(Task to carry out) Print out every record exactly as it appears.

(Data to process)
########

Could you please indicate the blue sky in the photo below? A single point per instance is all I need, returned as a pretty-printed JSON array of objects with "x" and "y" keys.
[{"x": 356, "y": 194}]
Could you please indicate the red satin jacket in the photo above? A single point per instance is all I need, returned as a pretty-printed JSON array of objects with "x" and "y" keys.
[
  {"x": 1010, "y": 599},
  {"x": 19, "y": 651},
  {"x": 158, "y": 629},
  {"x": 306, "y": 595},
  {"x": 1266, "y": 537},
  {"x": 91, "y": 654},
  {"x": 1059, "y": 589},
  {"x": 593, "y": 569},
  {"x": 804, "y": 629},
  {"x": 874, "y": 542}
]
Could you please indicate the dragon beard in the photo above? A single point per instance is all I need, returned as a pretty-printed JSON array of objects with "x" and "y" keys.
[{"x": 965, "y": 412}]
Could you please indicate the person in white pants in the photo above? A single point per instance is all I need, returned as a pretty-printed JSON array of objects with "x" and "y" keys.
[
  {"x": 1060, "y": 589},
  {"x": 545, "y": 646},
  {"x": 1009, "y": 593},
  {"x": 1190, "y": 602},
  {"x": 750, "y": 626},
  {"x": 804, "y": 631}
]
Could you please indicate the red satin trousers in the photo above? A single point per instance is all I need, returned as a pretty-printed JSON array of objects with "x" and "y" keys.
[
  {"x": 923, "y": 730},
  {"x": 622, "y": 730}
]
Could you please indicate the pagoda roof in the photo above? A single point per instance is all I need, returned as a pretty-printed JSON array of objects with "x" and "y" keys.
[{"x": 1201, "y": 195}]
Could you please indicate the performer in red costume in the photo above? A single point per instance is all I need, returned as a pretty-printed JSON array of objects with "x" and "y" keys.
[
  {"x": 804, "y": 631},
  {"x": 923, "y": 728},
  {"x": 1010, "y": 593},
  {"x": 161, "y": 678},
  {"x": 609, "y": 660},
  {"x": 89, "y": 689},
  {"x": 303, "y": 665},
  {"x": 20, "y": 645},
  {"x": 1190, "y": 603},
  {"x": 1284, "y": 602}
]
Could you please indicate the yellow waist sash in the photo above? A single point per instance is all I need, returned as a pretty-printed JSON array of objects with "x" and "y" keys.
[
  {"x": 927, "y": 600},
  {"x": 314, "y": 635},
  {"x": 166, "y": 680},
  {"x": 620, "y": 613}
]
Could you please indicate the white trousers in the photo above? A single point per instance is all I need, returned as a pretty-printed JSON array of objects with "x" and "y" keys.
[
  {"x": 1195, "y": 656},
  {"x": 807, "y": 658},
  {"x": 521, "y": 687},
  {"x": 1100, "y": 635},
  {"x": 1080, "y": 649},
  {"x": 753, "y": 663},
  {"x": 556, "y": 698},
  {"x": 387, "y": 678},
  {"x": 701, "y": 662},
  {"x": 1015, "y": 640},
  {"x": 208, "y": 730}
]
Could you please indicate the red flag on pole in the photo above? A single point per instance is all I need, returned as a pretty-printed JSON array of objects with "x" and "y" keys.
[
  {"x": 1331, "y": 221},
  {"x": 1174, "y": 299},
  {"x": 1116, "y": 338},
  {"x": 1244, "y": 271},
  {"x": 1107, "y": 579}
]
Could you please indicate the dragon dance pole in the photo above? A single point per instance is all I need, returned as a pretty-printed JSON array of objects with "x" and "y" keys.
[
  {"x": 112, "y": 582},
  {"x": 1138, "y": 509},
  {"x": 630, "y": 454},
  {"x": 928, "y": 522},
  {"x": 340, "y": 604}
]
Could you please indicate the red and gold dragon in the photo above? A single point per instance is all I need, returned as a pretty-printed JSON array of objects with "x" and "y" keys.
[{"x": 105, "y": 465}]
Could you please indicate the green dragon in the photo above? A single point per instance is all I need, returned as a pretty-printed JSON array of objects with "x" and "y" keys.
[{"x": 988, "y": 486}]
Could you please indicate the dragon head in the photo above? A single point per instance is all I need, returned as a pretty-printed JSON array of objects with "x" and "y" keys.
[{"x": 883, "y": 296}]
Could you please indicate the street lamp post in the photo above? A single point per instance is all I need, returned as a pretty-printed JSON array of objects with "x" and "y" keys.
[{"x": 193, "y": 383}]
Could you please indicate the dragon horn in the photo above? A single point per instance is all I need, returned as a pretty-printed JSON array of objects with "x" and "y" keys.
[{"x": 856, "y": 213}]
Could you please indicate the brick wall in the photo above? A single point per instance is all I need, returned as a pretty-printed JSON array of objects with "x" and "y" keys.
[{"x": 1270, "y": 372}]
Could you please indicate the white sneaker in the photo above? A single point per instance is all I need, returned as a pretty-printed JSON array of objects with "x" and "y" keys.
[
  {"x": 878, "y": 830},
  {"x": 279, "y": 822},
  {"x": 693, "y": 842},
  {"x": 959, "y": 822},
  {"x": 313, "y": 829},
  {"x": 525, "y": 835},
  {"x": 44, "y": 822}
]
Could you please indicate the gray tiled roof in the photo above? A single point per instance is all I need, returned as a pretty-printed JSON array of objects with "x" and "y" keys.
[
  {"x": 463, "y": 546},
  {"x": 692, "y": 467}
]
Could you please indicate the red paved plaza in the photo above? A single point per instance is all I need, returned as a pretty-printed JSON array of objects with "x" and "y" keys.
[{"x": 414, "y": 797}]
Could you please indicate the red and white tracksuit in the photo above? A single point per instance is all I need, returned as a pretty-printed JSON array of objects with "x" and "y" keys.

########

(Reply)
Could you please indicate the blue sky in the photo below? A single point per instance is all I need, returned as a pretty-printed JSON array of objects with "x" and "y" keys.
[{"x": 356, "y": 194}]
Could you please indicate the red satin jacket in the photo above? A single point per instance is all I need, returned as a pretty-printed JSON array of objects with "x" and "y" keys.
[
  {"x": 1010, "y": 599},
  {"x": 19, "y": 651},
  {"x": 158, "y": 629},
  {"x": 306, "y": 595},
  {"x": 1266, "y": 537},
  {"x": 91, "y": 654},
  {"x": 1059, "y": 589},
  {"x": 593, "y": 569},
  {"x": 804, "y": 629},
  {"x": 874, "y": 542}
]
Could you please indicate the dragon beard in the photo above? A single point per instance is all I need, returned as a pretty-printed JSON array of objects with "x" and "y" keys.
[{"x": 965, "y": 412}]
Could you please indicate the person in white pants in the photo above? A single point per instance is all I need, returned as a pretty-printed JSON array of objects with "x" and "y" keys.
[
  {"x": 1060, "y": 589},
  {"x": 545, "y": 646},
  {"x": 1009, "y": 593},
  {"x": 1190, "y": 602},
  {"x": 750, "y": 626},
  {"x": 804, "y": 631}
]
Could you please indicate the red satin trousers in the photo above? A single point per instance is all I need, returned as a pretty-printed JSON array of objects with "x" and "y" keys.
[
  {"x": 923, "y": 730},
  {"x": 622, "y": 730}
]
Could you please indicate the pagoda roof in the photo above? A single point per instance is all I need, returned as a pretty-printed JSON array of objects with "x" and "y" keys.
[{"x": 1201, "y": 195}]
Could you please indicate the performer in red costume in the photo above? A single point per instance is all I need, returned as a pretty-printed JSON array of objects with "x" and "y" keys.
[
  {"x": 804, "y": 631},
  {"x": 923, "y": 728},
  {"x": 1010, "y": 593},
  {"x": 161, "y": 678},
  {"x": 609, "y": 660},
  {"x": 89, "y": 689},
  {"x": 303, "y": 665},
  {"x": 20, "y": 645},
  {"x": 1190, "y": 603},
  {"x": 1284, "y": 602}
]
Could you please indicate the yellow waist sash in the photo above? A single point per instance is all I need, returned as a pretty-printed JSON array of objects with "x" and "y" keys.
[
  {"x": 927, "y": 600},
  {"x": 314, "y": 635},
  {"x": 166, "y": 680},
  {"x": 620, "y": 613}
]
Could you please indicate the white trousers in the photo above? A single point per instance is all I need, returned as a pretty-printed JSON array of objects with "x" and "y" keys.
[
  {"x": 1195, "y": 656},
  {"x": 807, "y": 658},
  {"x": 521, "y": 687},
  {"x": 1100, "y": 635},
  {"x": 1080, "y": 649},
  {"x": 753, "y": 663},
  {"x": 556, "y": 698},
  {"x": 387, "y": 678},
  {"x": 701, "y": 662},
  {"x": 1015, "y": 640},
  {"x": 208, "y": 730}
]
Could you please indicate the red flag on pole in the photo above? A single point per instance is all I need, returned as a pretty-printed JSON array of objects with "x" and "y" keys.
[
  {"x": 1331, "y": 221},
  {"x": 1174, "y": 299},
  {"x": 1116, "y": 338},
  {"x": 1244, "y": 271},
  {"x": 1107, "y": 579}
]
Could you please indicate the dragon dance pole in the photo above? A single point per instance is all I need, returned as a pretty-printed JSON array of objects with "x" and "y" keys.
[
  {"x": 112, "y": 582},
  {"x": 1138, "y": 509},
  {"x": 630, "y": 454},
  {"x": 928, "y": 522},
  {"x": 340, "y": 604}
]
Could you please indicate the red and gold dragon in the photo above? A single point per instance is all I need, returned as a pretty-printed JSON array of objects with "x" and "y" keys.
[{"x": 105, "y": 465}]
Could you please indicate the green dragon in the photo above? A single point per instance is all I need, returned as a pretty-printed JSON array of objects with "x" and "y" keys.
[{"x": 988, "y": 486}]
Could you please indicate the dragon head in the photo above? A single point per instance is all I need, returned as a pretty-printed JSON array of objects with "x" and "y" keys.
[{"x": 883, "y": 296}]
Could you please indicate the street lamp post in the photo above? A single point per instance is all I need, returned as a pretty-printed JSON array of objects with "x" and "y" keys.
[{"x": 193, "y": 383}]
Could you please indicate the dragon horn in the photo above? A single point per instance is all I need, returned as a pretty-printed JSON array of objects with "x" and "y" keys.
[{"x": 856, "y": 213}]
Could you please indicate the brick wall in the photo above? A single point per instance is all I need, returned as a pretty-printed JSON array of objects with "x" and "y" keys.
[{"x": 1270, "y": 372}]
Could you please indicate the white sneaker in the photo above? A single point per instance is all I need, returned as a pretty-printed JSON array of objects with "x" and "y" keys.
[
  {"x": 878, "y": 830},
  {"x": 279, "y": 822},
  {"x": 693, "y": 842},
  {"x": 959, "y": 822},
  {"x": 313, "y": 829},
  {"x": 525, "y": 835},
  {"x": 44, "y": 822}
]
Could you please indicate the gray tiled roof in the photo above? A single point per instance is all I need, returned as a pretty-printed JSON array of objects with "x" and "y" keys.
[
  {"x": 463, "y": 546},
  {"x": 692, "y": 467}
]
Could you please indicate the red paved plaza in the photo above? A single point per instance is all I need, returned as a pretty-printed JSON array of objects with "x" and "y" keys.
[{"x": 414, "y": 797}]
Could you please indicate the red and white tracksuit in the photo above? A single point per instance is all I need, returned as a pretty-printed JSON array of objects with "x" and "y" keys.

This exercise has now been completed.